[Your instructions]:
Look for the word "front" in the entries and copy each line where it appears.

[Data extracted from a collection]:
--- START ---

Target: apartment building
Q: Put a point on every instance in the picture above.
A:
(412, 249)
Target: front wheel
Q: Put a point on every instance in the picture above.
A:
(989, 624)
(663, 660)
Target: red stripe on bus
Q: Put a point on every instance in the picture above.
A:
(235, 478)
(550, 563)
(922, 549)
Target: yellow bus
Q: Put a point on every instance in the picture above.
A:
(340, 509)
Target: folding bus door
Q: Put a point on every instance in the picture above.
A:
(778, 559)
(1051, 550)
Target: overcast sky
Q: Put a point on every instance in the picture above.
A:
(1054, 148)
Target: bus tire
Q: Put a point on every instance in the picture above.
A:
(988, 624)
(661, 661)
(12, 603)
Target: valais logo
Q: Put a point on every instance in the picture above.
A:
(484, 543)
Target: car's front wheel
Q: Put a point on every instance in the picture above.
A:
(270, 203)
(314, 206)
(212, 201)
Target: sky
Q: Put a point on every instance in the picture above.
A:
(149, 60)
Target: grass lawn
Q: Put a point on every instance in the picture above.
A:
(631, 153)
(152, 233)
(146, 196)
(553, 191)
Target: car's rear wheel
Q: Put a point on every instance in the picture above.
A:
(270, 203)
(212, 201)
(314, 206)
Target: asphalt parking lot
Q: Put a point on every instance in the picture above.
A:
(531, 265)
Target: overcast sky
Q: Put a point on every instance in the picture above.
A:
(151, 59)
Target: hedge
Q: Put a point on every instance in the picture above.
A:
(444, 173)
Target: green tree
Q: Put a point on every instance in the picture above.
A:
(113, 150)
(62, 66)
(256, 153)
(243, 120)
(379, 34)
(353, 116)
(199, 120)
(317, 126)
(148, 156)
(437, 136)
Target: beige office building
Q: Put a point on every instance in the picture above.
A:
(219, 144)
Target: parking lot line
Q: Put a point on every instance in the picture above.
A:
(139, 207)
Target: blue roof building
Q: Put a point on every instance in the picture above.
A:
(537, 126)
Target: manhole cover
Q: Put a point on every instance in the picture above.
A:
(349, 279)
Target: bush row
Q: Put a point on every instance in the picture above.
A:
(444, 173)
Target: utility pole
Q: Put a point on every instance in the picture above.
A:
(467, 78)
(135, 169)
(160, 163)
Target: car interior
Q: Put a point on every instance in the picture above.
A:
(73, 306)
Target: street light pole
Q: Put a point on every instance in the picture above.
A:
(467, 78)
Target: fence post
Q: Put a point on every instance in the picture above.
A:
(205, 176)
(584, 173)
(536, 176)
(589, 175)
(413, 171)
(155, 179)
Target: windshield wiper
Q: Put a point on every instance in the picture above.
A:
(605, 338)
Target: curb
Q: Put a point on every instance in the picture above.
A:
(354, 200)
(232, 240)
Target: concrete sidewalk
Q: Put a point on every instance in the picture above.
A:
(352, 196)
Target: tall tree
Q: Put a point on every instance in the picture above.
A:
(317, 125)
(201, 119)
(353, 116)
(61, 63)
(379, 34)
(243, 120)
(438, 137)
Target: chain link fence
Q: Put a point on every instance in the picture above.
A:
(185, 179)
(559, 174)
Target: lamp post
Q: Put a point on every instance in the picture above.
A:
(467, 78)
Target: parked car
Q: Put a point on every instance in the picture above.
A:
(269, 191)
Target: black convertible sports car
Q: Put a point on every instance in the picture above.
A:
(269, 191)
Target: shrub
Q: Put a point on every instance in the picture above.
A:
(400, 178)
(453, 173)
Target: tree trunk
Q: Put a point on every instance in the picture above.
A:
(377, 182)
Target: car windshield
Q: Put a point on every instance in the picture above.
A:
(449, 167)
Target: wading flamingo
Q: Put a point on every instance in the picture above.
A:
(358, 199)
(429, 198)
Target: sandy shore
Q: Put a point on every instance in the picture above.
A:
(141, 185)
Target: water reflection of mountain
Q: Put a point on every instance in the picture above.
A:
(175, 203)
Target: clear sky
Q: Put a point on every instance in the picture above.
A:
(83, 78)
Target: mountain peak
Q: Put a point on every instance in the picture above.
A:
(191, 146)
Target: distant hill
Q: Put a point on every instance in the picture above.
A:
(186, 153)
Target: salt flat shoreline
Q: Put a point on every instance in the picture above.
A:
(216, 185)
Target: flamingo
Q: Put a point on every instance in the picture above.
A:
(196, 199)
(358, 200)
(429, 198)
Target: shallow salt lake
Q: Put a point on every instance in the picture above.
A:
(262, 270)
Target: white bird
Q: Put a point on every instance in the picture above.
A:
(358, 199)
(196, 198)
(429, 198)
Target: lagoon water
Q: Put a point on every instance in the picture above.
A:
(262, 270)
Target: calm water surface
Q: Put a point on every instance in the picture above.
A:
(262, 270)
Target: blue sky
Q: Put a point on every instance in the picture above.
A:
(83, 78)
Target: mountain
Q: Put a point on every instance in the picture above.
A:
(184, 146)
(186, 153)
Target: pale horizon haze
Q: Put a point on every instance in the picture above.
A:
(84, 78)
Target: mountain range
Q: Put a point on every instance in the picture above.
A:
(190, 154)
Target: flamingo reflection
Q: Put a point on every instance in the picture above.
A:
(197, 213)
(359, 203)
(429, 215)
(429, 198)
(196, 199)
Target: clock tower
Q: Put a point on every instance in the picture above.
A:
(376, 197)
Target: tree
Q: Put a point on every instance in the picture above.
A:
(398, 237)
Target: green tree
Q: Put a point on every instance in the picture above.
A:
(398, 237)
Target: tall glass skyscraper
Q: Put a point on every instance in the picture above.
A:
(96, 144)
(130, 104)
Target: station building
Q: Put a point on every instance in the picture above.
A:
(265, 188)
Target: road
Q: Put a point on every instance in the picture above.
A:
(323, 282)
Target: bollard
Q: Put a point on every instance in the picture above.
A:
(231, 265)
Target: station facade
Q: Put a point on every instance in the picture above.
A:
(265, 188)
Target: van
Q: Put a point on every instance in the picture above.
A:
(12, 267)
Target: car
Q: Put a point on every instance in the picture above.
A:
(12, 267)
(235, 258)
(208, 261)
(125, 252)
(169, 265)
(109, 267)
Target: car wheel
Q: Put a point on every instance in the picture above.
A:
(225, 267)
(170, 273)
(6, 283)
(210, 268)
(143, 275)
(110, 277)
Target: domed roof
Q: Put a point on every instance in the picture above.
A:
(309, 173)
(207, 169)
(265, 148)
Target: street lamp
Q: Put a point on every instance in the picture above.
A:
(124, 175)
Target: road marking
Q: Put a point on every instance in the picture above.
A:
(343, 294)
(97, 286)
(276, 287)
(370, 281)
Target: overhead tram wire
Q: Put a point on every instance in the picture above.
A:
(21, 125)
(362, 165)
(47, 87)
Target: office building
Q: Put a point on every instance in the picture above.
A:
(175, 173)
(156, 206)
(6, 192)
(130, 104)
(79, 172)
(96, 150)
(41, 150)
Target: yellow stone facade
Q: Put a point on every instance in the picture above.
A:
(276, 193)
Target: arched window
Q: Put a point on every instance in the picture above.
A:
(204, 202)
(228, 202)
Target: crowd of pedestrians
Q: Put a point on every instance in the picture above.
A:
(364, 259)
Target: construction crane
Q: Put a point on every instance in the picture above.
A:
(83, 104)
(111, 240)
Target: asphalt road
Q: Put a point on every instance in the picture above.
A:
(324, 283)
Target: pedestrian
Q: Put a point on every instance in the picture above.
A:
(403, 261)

--- END ---

[Response to the task]:
Target: front wheel
Target: car's front wheel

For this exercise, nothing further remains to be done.